Aim of the exercise: Omitting all pictures, copy word for word the lines from the line containing "Please identify the rocky" through the final line of the entries.

═══ Input records ═══

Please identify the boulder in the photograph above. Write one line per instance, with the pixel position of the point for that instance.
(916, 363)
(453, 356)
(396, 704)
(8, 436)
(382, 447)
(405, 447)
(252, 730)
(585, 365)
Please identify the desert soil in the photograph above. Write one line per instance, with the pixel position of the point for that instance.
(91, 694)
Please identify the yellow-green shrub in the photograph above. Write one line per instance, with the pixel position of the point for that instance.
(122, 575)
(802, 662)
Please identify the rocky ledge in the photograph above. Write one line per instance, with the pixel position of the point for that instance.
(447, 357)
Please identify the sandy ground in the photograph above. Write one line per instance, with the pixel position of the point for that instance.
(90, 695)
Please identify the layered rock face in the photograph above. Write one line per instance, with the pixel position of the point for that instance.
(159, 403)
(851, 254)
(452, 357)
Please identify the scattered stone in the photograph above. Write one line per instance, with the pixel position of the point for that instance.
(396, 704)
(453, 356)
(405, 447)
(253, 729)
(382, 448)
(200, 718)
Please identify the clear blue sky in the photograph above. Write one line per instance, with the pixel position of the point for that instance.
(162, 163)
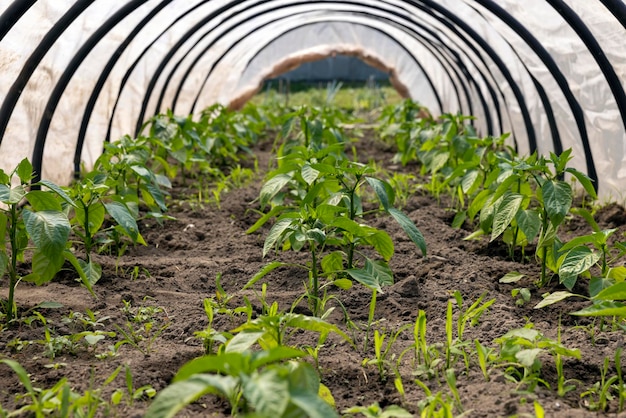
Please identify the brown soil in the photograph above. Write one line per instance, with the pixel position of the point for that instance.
(177, 270)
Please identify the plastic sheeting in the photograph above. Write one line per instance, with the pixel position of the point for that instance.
(74, 74)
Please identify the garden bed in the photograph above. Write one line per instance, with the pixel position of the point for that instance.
(177, 270)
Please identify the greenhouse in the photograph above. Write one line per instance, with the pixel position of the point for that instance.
(426, 220)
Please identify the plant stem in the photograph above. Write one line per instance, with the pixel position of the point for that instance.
(314, 282)
(544, 249)
(352, 216)
(13, 273)
(370, 319)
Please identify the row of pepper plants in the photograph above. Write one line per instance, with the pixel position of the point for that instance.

═══

Worked solution:
Please identify the rocky ledge in the photograph above. Write one line per instance, with the pixel position of the point for that instance.
(447, 357)
Please identify the sandy ground in the photograph above. Write one line per instance, with the pixel position of the point for that instance.
(90, 695)
Please identify the layered rock face in the photograph above. Write one line per instance, with the pixel position of the point for that instance.
(159, 403)
(851, 254)
(452, 357)
Please identify the scattered stone in the photograph above. Write one line per instance, with the pixel position of the point for that instance.
(396, 704)
(453, 356)
(405, 447)
(253, 729)
(382, 448)
(200, 718)
Please identify the clear blue sky in the photograph above. Write one line per instance, with the pixel position of the point for that instance.
(162, 163)
Please identify the brown soil in the photograph above. Write one line per instance, with the pixel position of the point for that instance.
(177, 270)
Please identify the plastic sheeting in the photograph above. Write one line per instance, with the pixel position of the point for that instance.
(74, 74)
Please identify the garden bed in the photograph above. Write one line per instance, with the pixel position of the point for that instance.
(177, 270)
Please identify the greenhouse in the photograph above. Write one line per instance, with the pixel position of the point for that instance.
(426, 220)
Please identify the plant stem in the photograph above. Write one line per instance, with the pixel position of the point for that instance.
(314, 282)
(544, 249)
(352, 216)
(13, 273)
(370, 319)
Please identify the row of pepper plants in the photograph above. Write one line per instance, with the pixel position of the point for that instance.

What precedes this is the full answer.